- **STATED EXERCISE**
Pick out every line in the items that contains the word "outline", and copy each of those lines.

- **THE RECORDS**
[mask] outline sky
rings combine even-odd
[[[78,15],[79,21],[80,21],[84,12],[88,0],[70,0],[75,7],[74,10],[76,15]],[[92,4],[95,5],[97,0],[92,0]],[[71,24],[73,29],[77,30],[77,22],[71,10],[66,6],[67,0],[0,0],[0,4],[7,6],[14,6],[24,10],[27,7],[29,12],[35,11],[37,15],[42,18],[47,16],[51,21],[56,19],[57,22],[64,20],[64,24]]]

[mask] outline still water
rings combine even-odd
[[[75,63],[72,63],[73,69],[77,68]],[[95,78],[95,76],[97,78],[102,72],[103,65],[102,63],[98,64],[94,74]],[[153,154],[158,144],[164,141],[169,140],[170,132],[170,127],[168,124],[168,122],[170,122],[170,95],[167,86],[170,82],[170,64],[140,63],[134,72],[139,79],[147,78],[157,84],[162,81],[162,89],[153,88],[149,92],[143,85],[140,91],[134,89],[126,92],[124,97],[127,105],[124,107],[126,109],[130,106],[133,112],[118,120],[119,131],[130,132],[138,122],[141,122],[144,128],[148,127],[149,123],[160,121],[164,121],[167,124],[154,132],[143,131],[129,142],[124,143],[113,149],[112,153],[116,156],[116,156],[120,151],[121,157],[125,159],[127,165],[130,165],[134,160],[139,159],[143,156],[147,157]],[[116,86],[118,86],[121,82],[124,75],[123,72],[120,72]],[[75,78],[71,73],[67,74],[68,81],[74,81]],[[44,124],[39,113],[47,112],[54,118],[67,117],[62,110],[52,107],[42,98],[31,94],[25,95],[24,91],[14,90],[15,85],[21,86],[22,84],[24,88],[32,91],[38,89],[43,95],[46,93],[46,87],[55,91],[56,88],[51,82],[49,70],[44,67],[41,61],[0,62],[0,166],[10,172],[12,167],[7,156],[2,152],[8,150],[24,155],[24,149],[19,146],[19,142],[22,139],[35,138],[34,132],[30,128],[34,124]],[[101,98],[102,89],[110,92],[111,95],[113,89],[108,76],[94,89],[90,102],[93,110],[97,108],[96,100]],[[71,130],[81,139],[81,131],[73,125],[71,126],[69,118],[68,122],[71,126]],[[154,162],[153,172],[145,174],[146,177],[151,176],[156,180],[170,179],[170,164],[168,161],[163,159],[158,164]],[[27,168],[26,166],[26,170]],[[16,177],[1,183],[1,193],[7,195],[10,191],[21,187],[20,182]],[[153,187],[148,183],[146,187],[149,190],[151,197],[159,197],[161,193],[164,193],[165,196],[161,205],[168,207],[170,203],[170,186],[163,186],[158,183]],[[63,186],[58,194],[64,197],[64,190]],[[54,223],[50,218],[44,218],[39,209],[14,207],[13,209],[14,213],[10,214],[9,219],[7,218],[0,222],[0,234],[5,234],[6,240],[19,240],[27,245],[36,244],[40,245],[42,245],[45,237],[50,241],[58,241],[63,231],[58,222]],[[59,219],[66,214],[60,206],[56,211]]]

- **RESPONSE TO THE EXERCISE**
[mask] outline sky
[mask] outline still water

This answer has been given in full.